■ **WHAT THE TASK ASKS**
Reproduce every one of the following entries word for word, leaving out the pictures.

[Excerpts from a location annotation dataset]

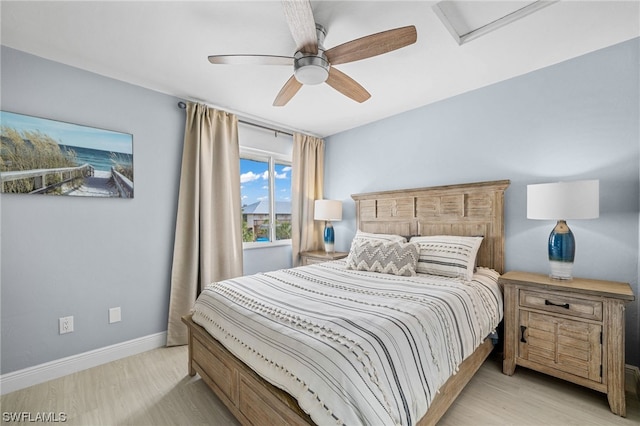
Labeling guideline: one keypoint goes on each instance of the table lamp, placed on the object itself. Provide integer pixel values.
(562, 201)
(328, 210)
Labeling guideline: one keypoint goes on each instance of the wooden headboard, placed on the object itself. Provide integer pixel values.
(472, 209)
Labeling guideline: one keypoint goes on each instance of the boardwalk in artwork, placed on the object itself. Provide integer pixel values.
(95, 186)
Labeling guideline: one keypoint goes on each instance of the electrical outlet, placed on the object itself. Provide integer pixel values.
(114, 315)
(65, 325)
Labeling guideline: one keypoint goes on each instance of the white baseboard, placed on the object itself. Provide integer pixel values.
(632, 380)
(30, 376)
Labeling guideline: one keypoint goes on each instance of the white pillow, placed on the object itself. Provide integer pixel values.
(386, 257)
(379, 237)
(448, 255)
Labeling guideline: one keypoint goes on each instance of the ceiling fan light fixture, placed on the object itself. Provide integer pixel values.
(311, 69)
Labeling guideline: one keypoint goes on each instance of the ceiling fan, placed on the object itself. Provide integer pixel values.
(312, 64)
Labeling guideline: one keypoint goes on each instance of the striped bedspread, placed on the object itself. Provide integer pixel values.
(352, 347)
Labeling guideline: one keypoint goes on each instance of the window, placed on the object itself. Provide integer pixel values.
(265, 186)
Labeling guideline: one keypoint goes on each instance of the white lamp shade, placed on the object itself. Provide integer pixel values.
(327, 210)
(564, 200)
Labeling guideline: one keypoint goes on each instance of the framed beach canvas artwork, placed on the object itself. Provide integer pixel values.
(41, 156)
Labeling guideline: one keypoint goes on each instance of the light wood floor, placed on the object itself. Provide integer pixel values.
(153, 388)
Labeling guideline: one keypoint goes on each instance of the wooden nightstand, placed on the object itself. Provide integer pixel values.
(573, 330)
(317, 256)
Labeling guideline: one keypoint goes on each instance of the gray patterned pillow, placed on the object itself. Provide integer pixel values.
(448, 255)
(386, 257)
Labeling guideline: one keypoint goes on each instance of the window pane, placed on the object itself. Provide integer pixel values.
(283, 201)
(254, 190)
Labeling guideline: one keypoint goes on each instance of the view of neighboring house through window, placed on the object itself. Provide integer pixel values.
(265, 185)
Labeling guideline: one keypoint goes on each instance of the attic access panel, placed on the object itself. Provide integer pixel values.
(468, 20)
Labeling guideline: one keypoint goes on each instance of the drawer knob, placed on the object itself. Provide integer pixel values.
(522, 330)
(547, 302)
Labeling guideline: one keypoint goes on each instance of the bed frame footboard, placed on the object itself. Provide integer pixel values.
(254, 401)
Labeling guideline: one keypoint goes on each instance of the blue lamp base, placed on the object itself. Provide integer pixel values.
(329, 237)
(562, 250)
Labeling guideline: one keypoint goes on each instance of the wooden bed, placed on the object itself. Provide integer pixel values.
(467, 209)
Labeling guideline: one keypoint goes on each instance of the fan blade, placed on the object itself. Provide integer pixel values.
(251, 59)
(302, 25)
(372, 45)
(287, 92)
(347, 86)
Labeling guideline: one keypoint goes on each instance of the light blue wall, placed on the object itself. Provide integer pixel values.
(575, 120)
(75, 256)
(64, 256)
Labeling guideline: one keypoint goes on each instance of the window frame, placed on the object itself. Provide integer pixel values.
(271, 158)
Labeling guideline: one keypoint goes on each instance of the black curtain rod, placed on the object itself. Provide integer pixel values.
(182, 105)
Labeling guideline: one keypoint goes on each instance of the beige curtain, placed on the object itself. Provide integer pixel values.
(208, 240)
(307, 182)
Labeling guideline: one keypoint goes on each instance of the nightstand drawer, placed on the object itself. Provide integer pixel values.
(562, 304)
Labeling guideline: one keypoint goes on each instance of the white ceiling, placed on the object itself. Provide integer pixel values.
(164, 45)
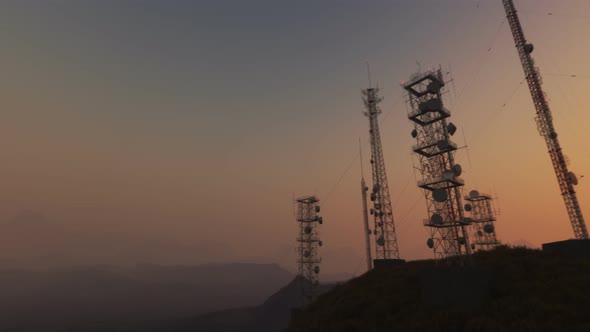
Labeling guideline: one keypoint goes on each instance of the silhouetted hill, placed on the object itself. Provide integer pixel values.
(52, 298)
(271, 316)
(524, 290)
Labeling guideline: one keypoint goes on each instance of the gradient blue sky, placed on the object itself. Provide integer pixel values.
(191, 124)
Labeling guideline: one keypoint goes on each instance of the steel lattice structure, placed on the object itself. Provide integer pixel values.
(544, 121)
(366, 229)
(308, 244)
(440, 181)
(384, 227)
(483, 231)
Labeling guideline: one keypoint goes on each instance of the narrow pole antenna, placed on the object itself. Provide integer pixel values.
(369, 74)
(361, 156)
(466, 147)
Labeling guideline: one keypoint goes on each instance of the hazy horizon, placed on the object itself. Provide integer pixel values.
(178, 132)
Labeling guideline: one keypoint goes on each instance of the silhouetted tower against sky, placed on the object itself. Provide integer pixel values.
(440, 175)
(308, 243)
(384, 228)
(544, 120)
(483, 216)
(366, 228)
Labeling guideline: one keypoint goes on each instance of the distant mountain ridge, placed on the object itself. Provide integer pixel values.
(144, 292)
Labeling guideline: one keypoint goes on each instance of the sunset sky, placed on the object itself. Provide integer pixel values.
(180, 131)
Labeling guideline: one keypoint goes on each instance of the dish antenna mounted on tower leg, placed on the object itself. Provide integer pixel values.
(565, 178)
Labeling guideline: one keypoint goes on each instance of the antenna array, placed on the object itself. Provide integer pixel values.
(384, 227)
(440, 175)
(483, 231)
(566, 179)
(308, 244)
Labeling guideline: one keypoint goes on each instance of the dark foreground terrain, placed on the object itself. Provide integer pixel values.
(508, 289)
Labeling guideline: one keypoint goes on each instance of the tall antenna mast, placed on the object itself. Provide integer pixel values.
(364, 190)
(440, 174)
(385, 237)
(565, 178)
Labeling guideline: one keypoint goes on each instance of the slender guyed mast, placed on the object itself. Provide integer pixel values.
(544, 120)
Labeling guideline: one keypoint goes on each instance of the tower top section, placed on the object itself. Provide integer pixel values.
(371, 100)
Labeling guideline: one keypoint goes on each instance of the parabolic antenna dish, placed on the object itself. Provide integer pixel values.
(442, 144)
(434, 87)
(440, 195)
(423, 106)
(430, 243)
(458, 170)
(573, 178)
(376, 187)
(434, 104)
(451, 128)
(436, 219)
(448, 175)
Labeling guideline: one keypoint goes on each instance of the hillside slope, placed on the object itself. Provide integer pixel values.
(527, 290)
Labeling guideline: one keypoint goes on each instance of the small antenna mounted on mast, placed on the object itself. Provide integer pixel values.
(369, 74)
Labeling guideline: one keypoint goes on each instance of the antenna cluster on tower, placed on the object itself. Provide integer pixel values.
(483, 216)
(566, 179)
(309, 241)
(440, 175)
(457, 224)
(383, 224)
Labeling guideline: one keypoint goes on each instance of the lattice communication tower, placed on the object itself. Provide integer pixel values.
(440, 179)
(384, 227)
(308, 243)
(483, 217)
(566, 179)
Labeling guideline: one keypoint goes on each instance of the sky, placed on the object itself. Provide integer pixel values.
(179, 132)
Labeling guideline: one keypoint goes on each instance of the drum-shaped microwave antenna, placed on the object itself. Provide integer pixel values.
(440, 195)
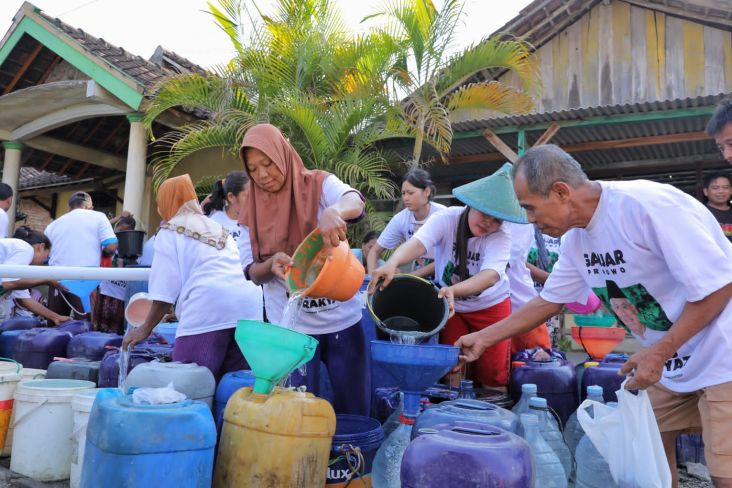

■ **ANSWER TO THE TASK**
Labeling guideline: one keypoint goes on each instance of the table lamp, placed on the object itself. Provide integer pixel values.
(562, 201)
(328, 210)
Labeling guideline: one keypoint goes on each instance of the wooden headboard, placed on the object itself. Provide integer pixel values.
(472, 209)
Labeling guideline: one keypoint goes on each instance of the boardwalk in artwork, placed on the object itself. Provide integer pixel values.
(95, 186)
Labeling guideline: one keypoint goes on each instance of the electrical outlet, placed on the object itself. Provide integer pixel values.
(114, 315)
(65, 325)
Labeling guideline: one keypoint goes on each instance of the white baseboard, placed on the object itself. Provide integer pixel values.
(632, 380)
(30, 376)
Labeling guideline: one keypoint goes on each instance of the white pillow, placed on the object itself. Provide integer pixel values.
(386, 257)
(379, 237)
(448, 255)
Labeling guideline: one keypoint goes on each instance of the ceiling fan light fixture, placed on the object itself. Provide integer pixel values.
(311, 69)
Labeling guideline: one keypoint goes on each instance of the ceiling fan, placed on the object itself. Provide integer pixel values.
(312, 64)
Labeling guideline: one keypoint goes on each instance of the striped bedspread, placed on the object itself. Provide integer pixel values.
(352, 347)
Labeling guideline: one keypoint goes on each instance of the window, placed on the object itself. Provide integer pixel values.
(265, 186)
Labeling guideline: one keypoint goes on each instance of the white lamp shade, placed on the object itself. Provide integer pixel values.
(327, 210)
(564, 200)
Labeling guideline: one keypoint goes on each instance of the framed beach canvas artwork, placed on the object itself. Provide integer pixel values.
(41, 156)
Labeling guideline: one keypoint goes on each instance of the light wood floor, placed on the object itself. Provide integer pixel values.
(153, 388)
Labeling guideline: one keypoint goes on each instance of the wooden nightstand, placed on the object itself. Provide integer pixel values.
(573, 330)
(317, 256)
Labeling guideline: one keypoint goes on each instance of the gray patterned pillow, placed on the object itself. Provide integer pixel values.
(448, 255)
(386, 257)
Labeling guideline: one keypoint goes on each instance of the window pane, placed on the object itself. Provide integer pixel values.
(283, 201)
(254, 190)
Labeling guideline: one keypoint goes on each instance of the view of neighboring house through window, placed on the object itself. Provide integer pixel values.
(265, 185)
Labeling guideline: one keypoint goes on each instance of the attic access panel, placed on the object itself. Provide integer pixel values.
(468, 20)
Labeling guideline: one keypoint goes on each instance of the drawer knob, placed on the object itself. Provide integer pixel values.
(522, 330)
(547, 302)
Labeling guideline: one keypoint goes on each instance of the bed frame footboard, placed on the object itself. Provide integer pixel values.
(254, 401)
Labeling guideline: one keypoint goes on each instance of the blue lamp base, placed on the object itself. Provide integer pixel values.
(329, 237)
(562, 250)
Labeling guideline: one keypoint goes on each instance of the wooden bed, placed on the object itself. Provide integer pixel values.
(467, 209)
Labeling guideline: one keypoint goes on each instance of the fan blade, placed on the object itself. Provide integer pixel values.
(251, 59)
(302, 25)
(372, 45)
(287, 92)
(347, 86)
Labeling guideline: one keypoint goes on each instance of the light blue wall, placed on the object itself. Provide integer pixel values.
(575, 120)
(75, 256)
(64, 256)
Labeling guideline: one keypoint goes on each instance of the window frame, placed on the object itself. Provide integer pixel values.
(271, 158)
Labeling guideline: one keypoint goes on each instance of the black curtain rod, placed on the object itself. Provide integer pixel values.
(182, 105)
Labeling guideline: one keypoint goes on each instance of the beige curtain, placed on the object itself. Provide integer pixel values.
(208, 240)
(307, 182)
Labeling guideline: one keypoint goes on each instance of the nightstand drawer, placed on the object itself. Provide integer pixel values.
(562, 304)
Labeling guideline: one keypoint goes on each instance of the white ceiling, placed on the object itself. Provide integer pixel values.
(164, 45)
Labeling guideline: one keypoint goes on each instance of the silhouetted hill, placed on the object itself. Provide integer pixel values.
(52, 298)
(271, 316)
(524, 290)
Labeling guideline: one keypoint goes on each instance of the gradient blue sky, placed on the object itself. Provide integer pixel values.
(191, 124)
Labeling guideline: one keypoint goes on each instance of the steel lattice structure, placed on the object itself. Provide integer pixel values.
(544, 121)
(366, 229)
(308, 244)
(440, 181)
(384, 227)
(483, 231)
Labeling guideline: one keypoint goes on each instance of the narrow pole antenna, placed on the object itself. Provide integer pixel values.
(369, 74)
(361, 156)
(466, 147)
Labeling guideline: one keypoint goes on each instance of the hazy horizon, placed on the object itself. Provide integer pixel values.
(178, 132)
Labeling guideline: one keypoint goes on each instance of the silhouetted tower against sky, placed on the object itself. Provide integer pixel values.
(440, 175)
(308, 243)
(384, 228)
(544, 120)
(483, 216)
(366, 228)
Labeling guideline: one keypoint goes on each instance of the distant mountain ridge, placed on the object itself. Provide integer pixel values.
(144, 292)
Labeling guideline: one keypoint goes on each instance of the sunset sky, placed on the object itself. Provide integer pixel values.
(180, 131)
Labeling guideline: one keypoint goes on each instance of the dish antenna mounted on tower leg, placed on the object itself. Provide integer pixel values.
(565, 178)
Labeling guideline: one keypoint goes on each instance of the antenna array, placed on the object itself. Provide integer pixel values.
(384, 227)
(440, 175)
(483, 231)
(566, 179)
(308, 244)
Labeling guideline: one keypoint goes on each instance of the dark foreground terrain, placed on the object itself. Provide integer pixel values.
(508, 289)
Labeling guideline: one keypoint goes on each instance of the tall antenna mast, placed on the object itself. Provide integer pixel values.
(364, 190)
(440, 174)
(385, 237)
(565, 178)
Labeling guideline: one keypoint goes on each instance of the slender guyed mast, placed on the object itself. Provide integer pixel values.
(544, 120)
Labeling guideline: one keypoint goes on each instance of the tower top section, placed on the object itself. Provide integer pixel values.
(371, 100)
Labeling guideline: one keypoint goes on each instance of the parabolic antenna dish, placed on the object itself. Provide integer pixel values.
(442, 144)
(434, 87)
(440, 195)
(423, 106)
(430, 243)
(458, 170)
(573, 178)
(376, 187)
(434, 104)
(451, 128)
(436, 219)
(448, 175)
Labeling guideline: one keypoint goes on each instance of the hillside slope, placed on the object itself. Provide integer pixel values.
(527, 290)
Labeling guideline: one keypoint goes on each instance of the small antenna mounted on mast, placed on the object itself. Provide integer pixel values.
(369, 74)
Labeling guideline: one keypoint goes on each instance of the antenna cluster on tower, placed on the object itself. Provide integer pixel values.
(483, 216)
(566, 179)
(309, 241)
(440, 175)
(457, 224)
(383, 224)
Labeling guideline: one keypoint goes on each instance of the lattice communication tower, placed on the object itself. Provide integer pixel values.
(440, 179)
(384, 227)
(308, 243)
(483, 217)
(566, 179)
Labeling guideline: one keypoint goes on each instance of the sky, placed on the object itself. Provide integer pixel values.
(179, 132)
Labeling guideline: one keypoint goes on each instance of the drum-shaped microwave antenna, placed on the object itself. Provide integer pixel values.
(440, 195)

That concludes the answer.